• **Text extract**:
>> Start
This assignment is the first of two assignments for building and
traversing binary trees. Please read both Part 1 (HW15) and Part 2
(HW16). Your part 1's score will be at least 50% of the part 2'sa
score. Thus, if you do well in part 2, you may get some points in part
1, even though your original score for part 1 may be low.

Binary Search Tree
==================

A binary tree means each node has at most two children using two
pointers. If a child does not exist, the pointer points to `NULL`.  If
a node has no child (i.e., both pointers point to `NULL`), this is
called a *leaf node*.  Several commonly used methods visit every node
in a binary tree: they are called *pre-order*, *in-order*, and
*post-order*. Given the outputs of pre-order and in-order (or
post-order and in-order), it possible to *uniquely* construct a binary
tree. Please notice that it is not possible to *uniquely* construct a
binary tree from pre-order and post-order. One of the exam questions
will ask you to give an example.

A binary tree is a *binary search tree* if the value stored in a node
is greater than the values stored in *every* node on the left side and
smaller than the values stored in *every* node on the right side.
This rule must be true for every node.  Please notice that *every* is
important.  If a node's value is greater than the value stored in the
left child, it possible that the value in a grand child of the left
child is greater and this is not a binary search tree.

Construct Binary Tree from In-Order and Post-Order
==================================================

This assignment asks you to construct a binary tree from in-order and
post-order outputs.  The constructed binary tree should be a binary
search tree. Thus, you can validate your program by checking whether
it creates a binary search tree.
>> End
• **Problem statement**: In the binary tree assignment text, what is a node called when both of its child pointers point to `NULL`?

• **Data section**:
>> Start
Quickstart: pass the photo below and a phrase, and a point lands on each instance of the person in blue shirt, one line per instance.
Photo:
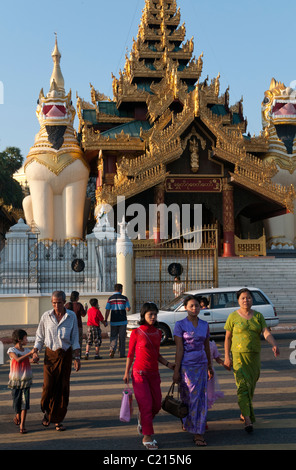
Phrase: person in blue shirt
(118, 305)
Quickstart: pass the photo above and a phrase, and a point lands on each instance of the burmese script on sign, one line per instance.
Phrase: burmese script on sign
(211, 185)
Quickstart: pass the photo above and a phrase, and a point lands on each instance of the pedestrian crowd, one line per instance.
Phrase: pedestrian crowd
(60, 331)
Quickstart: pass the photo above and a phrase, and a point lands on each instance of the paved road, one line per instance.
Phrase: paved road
(93, 416)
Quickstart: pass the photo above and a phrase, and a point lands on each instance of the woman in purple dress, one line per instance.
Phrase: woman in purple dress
(193, 368)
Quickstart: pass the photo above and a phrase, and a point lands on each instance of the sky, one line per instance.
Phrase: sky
(248, 42)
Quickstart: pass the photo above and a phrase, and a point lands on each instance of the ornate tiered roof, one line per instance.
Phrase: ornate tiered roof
(158, 96)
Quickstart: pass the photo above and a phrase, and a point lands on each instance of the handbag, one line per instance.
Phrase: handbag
(126, 408)
(174, 406)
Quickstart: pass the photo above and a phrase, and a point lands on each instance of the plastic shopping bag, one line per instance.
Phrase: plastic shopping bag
(126, 408)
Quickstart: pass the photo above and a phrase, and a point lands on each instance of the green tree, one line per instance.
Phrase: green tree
(10, 190)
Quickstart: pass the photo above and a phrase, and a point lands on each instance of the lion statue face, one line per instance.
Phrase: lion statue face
(279, 105)
(55, 109)
(279, 115)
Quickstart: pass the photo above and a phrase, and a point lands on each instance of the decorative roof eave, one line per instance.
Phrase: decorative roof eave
(257, 144)
(281, 194)
(107, 194)
(232, 153)
(95, 140)
(157, 154)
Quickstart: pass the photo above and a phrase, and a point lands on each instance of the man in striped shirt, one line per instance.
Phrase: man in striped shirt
(118, 305)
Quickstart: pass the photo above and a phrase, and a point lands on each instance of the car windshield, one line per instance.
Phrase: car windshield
(174, 304)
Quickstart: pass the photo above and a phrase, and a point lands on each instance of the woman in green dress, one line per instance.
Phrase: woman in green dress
(243, 338)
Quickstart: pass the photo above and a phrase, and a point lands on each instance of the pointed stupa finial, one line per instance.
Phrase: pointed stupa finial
(56, 76)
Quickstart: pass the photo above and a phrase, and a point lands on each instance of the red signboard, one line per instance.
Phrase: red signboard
(193, 184)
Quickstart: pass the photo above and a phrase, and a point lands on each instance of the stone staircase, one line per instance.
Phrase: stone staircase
(275, 276)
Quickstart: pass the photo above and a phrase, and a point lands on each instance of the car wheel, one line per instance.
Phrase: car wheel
(165, 333)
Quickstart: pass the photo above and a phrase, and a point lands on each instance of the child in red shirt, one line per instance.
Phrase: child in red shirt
(94, 332)
(144, 344)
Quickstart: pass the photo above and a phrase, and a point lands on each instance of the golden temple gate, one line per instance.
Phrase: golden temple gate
(156, 265)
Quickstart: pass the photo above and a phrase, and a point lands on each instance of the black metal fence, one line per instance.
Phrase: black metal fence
(28, 265)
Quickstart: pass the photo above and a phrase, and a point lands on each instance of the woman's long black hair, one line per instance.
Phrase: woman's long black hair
(148, 307)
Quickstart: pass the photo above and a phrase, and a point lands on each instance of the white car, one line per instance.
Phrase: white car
(221, 302)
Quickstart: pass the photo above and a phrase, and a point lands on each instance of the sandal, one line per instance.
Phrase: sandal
(139, 426)
(150, 445)
(249, 428)
(45, 421)
(16, 421)
(199, 441)
(60, 427)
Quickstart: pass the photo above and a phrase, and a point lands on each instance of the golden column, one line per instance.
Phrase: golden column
(228, 219)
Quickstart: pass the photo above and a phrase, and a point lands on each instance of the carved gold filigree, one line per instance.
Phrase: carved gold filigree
(129, 187)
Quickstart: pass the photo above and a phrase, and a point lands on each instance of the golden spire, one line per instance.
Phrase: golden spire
(56, 79)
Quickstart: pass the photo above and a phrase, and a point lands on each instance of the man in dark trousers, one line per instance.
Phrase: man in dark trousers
(118, 305)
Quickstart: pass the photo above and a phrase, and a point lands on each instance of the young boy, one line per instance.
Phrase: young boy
(94, 333)
(20, 377)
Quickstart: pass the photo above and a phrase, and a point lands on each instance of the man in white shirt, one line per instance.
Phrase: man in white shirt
(58, 331)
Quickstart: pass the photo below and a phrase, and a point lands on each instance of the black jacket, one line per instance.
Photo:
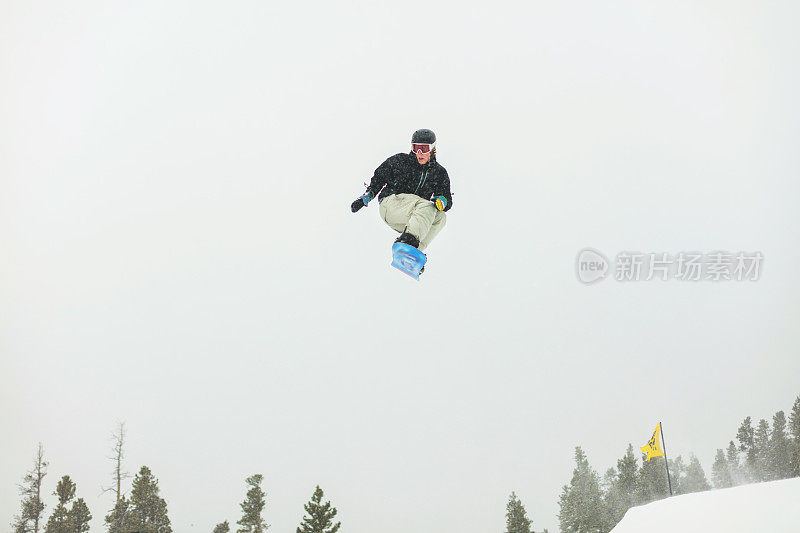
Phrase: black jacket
(402, 173)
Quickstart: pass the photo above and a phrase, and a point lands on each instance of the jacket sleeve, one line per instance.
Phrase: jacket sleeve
(443, 189)
(380, 177)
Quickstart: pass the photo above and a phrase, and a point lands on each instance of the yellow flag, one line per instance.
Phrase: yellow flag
(653, 447)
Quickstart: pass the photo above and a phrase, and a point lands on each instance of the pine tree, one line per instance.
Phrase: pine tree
(31, 491)
(652, 483)
(320, 516)
(118, 454)
(79, 516)
(779, 453)
(745, 435)
(732, 456)
(116, 519)
(761, 444)
(146, 512)
(516, 518)
(581, 501)
(695, 480)
(59, 521)
(721, 472)
(252, 507)
(794, 435)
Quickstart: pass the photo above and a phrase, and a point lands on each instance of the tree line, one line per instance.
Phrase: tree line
(594, 504)
(144, 510)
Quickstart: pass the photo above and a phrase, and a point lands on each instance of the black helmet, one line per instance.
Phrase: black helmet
(423, 137)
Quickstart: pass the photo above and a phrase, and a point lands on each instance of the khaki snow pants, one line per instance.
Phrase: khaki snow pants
(409, 212)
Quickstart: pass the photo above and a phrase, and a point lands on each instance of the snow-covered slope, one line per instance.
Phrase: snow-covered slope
(772, 507)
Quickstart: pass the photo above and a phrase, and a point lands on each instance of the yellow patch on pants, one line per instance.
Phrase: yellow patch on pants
(413, 214)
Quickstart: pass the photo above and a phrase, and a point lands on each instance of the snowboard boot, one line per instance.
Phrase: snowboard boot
(407, 238)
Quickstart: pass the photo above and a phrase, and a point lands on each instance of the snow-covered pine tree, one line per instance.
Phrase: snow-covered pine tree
(721, 472)
(794, 435)
(319, 518)
(779, 453)
(761, 444)
(581, 502)
(59, 521)
(116, 518)
(222, 527)
(252, 507)
(652, 483)
(516, 518)
(79, 516)
(147, 510)
(745, 435)
(732, 456)
(32, 506)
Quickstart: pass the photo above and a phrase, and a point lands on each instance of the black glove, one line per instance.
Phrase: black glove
(358, 204)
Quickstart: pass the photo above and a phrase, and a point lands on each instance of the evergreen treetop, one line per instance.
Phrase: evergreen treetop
(319, 518)
(516, 518)
(252, 507)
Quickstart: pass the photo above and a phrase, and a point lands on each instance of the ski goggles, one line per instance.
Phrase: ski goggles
(422, 147)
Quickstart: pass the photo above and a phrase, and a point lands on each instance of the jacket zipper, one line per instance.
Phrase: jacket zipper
(422, 179)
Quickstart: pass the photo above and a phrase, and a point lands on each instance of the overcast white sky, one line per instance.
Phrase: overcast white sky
(178, 250)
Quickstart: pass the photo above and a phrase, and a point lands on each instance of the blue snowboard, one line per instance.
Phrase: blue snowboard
(408, 259)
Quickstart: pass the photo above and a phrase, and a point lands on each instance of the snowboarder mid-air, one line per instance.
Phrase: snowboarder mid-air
(414, 192)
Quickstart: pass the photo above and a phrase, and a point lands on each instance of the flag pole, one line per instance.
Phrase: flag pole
(666, 461)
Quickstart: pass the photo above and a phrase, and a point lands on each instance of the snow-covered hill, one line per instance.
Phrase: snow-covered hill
(772, 507)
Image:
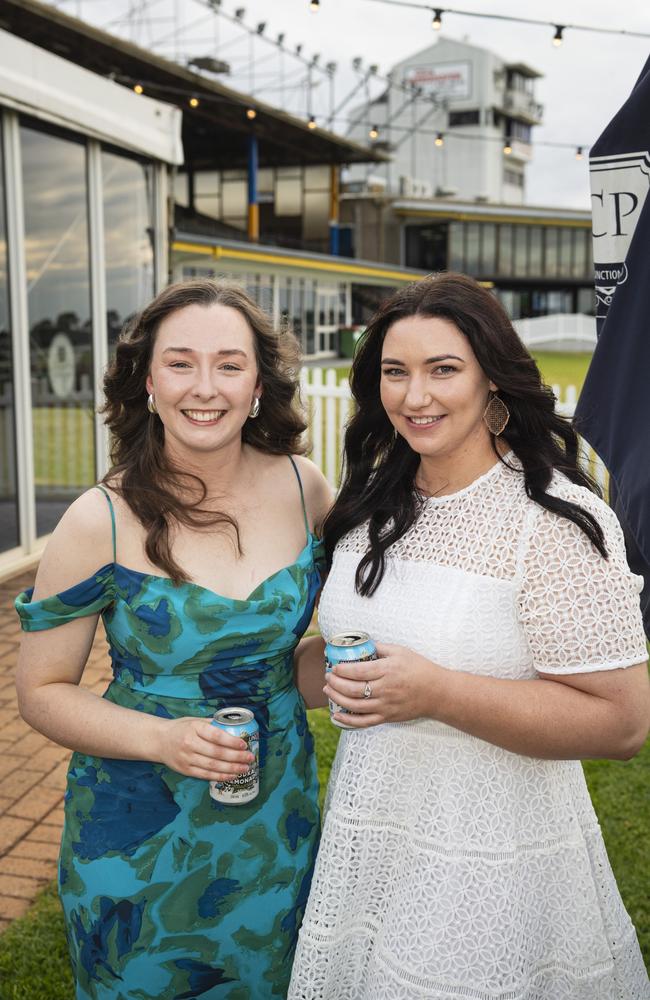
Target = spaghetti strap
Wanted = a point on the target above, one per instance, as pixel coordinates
(113, 530)
(302, 497)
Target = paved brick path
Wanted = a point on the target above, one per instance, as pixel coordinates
(32, 772)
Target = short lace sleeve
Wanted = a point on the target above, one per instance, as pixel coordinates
(89, 597)
(580, 612)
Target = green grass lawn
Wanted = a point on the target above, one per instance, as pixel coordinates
(33, 957)
(563, 369)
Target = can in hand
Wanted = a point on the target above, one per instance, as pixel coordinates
(240, 788)
(343, 648)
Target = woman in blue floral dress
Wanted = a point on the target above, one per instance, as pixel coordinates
(200, 553)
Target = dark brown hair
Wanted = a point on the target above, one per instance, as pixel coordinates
(380, 467)
(155, 489)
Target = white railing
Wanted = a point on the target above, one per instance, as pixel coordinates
(328, 401)
(329, 405)
(559, 331)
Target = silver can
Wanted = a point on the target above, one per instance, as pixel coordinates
(241, 788)
(347, 647)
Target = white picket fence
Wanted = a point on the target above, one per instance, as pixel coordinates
(329, 406)
(64, 432)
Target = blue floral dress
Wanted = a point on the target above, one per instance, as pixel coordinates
(167, 893)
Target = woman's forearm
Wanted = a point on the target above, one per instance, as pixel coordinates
(309, 670)
(76, 718)
(540, 717)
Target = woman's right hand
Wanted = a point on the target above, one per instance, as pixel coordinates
(194, 747)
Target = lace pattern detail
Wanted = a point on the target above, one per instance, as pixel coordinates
(580, 611)
(450, 869)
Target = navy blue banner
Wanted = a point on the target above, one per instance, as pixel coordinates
(613, 412)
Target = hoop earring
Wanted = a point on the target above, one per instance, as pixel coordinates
(496, 415)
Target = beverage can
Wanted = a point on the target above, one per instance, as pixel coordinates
(344, 648)
(240, 788)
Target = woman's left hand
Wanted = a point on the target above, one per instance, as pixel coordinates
(395, 688)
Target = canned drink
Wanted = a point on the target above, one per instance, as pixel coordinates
(242, 787)
(343, 648)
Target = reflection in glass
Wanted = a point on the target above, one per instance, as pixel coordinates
(8, 489)
(60, 330)
(128, 238)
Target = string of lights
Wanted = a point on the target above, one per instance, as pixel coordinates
(557, 38)
(375, 130)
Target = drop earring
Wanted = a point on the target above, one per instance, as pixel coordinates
(496, 415)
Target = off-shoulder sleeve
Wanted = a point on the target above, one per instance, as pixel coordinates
(580, 611)
(89, 597)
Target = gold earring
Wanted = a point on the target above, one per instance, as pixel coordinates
(496, 415)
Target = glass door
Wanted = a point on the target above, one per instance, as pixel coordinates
(9, 535)
(60, 326)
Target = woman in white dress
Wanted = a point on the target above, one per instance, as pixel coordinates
(461, 858)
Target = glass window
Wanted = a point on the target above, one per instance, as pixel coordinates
(456, 249)
(566, 240)
(297, 312)
(505, 249)
(550, 252)
(343, 303)
(284, 302)
(207, 193)
(128, 238)
(463, 118)
(8, 488)
(472, 247)
(535, 251)
(60, 331)
(520, 234)
(488, 248)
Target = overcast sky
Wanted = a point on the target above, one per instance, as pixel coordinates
(585, 80)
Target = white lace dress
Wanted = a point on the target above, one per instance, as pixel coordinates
(450, 869)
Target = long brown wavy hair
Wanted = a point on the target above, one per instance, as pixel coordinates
(380, 467)
(158, 492)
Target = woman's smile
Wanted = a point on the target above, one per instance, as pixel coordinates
(203, 416)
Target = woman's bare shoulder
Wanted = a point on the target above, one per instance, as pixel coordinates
(319, 495)
(80, 544)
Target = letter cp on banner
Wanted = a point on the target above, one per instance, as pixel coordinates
(613, 411)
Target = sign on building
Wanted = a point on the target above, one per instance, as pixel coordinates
(444, 79)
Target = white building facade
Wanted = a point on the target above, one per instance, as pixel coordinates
(457, 121)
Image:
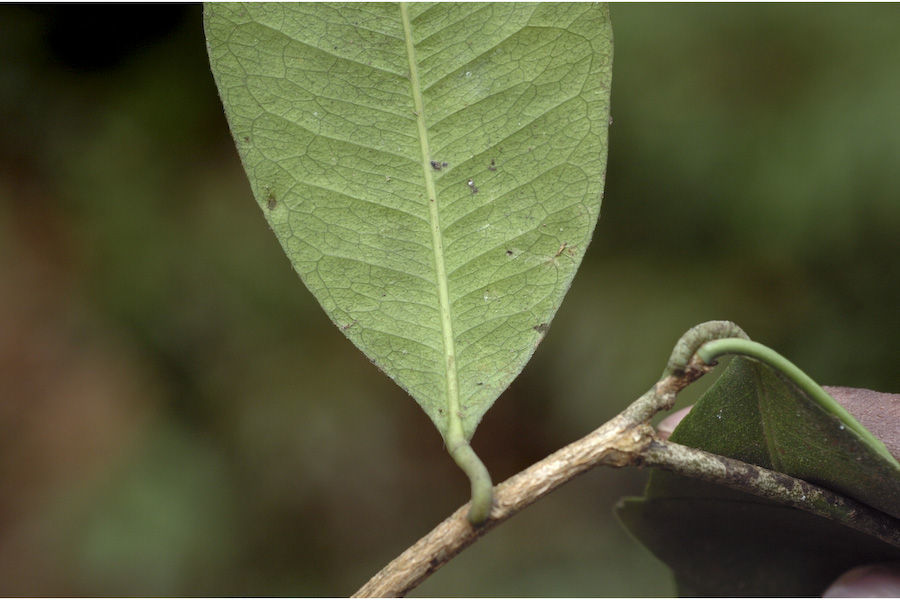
>> End
• **Response to the task**: A leaf node.